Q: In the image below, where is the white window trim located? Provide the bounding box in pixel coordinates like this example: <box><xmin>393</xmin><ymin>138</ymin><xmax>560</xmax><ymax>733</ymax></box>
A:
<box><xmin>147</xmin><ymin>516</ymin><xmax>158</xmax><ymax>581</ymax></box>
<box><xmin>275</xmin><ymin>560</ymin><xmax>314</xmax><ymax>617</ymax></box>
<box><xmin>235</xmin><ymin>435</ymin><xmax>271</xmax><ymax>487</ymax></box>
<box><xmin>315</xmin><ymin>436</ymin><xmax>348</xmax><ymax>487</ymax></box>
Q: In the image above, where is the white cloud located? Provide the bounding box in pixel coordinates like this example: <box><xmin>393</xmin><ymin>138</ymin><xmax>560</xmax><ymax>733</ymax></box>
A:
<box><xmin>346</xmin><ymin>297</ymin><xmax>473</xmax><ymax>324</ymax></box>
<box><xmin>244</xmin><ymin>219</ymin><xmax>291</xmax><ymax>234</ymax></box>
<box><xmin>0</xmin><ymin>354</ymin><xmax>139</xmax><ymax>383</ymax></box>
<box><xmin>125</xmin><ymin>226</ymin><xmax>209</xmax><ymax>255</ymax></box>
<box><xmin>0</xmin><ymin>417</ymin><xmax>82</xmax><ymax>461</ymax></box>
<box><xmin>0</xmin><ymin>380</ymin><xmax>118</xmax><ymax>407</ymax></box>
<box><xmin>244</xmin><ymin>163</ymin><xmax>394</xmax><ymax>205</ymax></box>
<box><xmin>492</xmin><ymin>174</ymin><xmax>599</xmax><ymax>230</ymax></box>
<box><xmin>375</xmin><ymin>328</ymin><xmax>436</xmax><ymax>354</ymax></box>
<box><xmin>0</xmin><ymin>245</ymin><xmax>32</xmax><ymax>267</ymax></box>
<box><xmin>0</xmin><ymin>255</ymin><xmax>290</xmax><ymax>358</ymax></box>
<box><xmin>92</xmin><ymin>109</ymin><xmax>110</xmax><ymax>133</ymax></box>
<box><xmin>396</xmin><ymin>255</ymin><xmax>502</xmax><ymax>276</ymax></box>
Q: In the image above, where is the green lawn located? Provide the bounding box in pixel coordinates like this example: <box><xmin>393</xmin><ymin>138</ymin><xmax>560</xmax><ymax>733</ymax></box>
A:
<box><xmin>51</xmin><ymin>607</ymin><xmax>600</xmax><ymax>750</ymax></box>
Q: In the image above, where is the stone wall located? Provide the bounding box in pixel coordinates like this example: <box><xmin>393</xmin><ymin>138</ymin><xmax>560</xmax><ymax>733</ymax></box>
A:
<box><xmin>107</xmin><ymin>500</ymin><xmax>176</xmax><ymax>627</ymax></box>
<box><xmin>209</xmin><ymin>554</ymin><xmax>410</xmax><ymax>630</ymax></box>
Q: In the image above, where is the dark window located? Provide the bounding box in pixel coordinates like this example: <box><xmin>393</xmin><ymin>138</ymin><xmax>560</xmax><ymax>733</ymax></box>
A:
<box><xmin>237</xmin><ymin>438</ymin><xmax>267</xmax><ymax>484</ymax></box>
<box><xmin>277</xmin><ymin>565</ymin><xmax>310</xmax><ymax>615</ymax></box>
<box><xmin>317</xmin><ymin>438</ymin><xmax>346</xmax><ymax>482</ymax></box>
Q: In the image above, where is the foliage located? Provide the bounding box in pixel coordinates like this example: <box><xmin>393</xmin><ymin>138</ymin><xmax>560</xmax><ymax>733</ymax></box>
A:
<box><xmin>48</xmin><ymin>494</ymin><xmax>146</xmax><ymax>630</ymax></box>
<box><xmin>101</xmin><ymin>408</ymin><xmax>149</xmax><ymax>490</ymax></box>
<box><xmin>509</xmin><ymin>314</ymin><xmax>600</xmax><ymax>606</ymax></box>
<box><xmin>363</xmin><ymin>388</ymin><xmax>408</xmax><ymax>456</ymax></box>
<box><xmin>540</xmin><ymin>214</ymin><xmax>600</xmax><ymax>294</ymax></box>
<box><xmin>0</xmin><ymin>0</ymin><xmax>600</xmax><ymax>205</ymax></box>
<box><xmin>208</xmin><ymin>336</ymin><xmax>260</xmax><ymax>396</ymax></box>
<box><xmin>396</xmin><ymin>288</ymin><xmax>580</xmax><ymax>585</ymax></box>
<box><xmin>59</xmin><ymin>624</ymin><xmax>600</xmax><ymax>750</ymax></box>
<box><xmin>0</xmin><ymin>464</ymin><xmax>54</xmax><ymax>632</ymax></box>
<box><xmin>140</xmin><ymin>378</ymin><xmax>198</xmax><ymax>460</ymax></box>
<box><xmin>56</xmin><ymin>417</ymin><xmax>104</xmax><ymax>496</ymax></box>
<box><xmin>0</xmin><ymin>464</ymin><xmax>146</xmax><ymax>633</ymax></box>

Problem details:
Show every line of the records above that contains the word "window".

Exercise response:
Q: In the image below, where is the white window trim located? Provide the bounding box in pixel coordinates like this example: <box><xmin>393</xmin><ymin>138</ymin><xmax>560</xmax><ymax>733</ymax></box>
Q: In the image above, where is the dark window located? Provide the bounding box in pixel coordinates like this example: <box><xmin>393</xmin><ymin>138</ymin><xmax>560</xmax><ymax>733</ymax></box>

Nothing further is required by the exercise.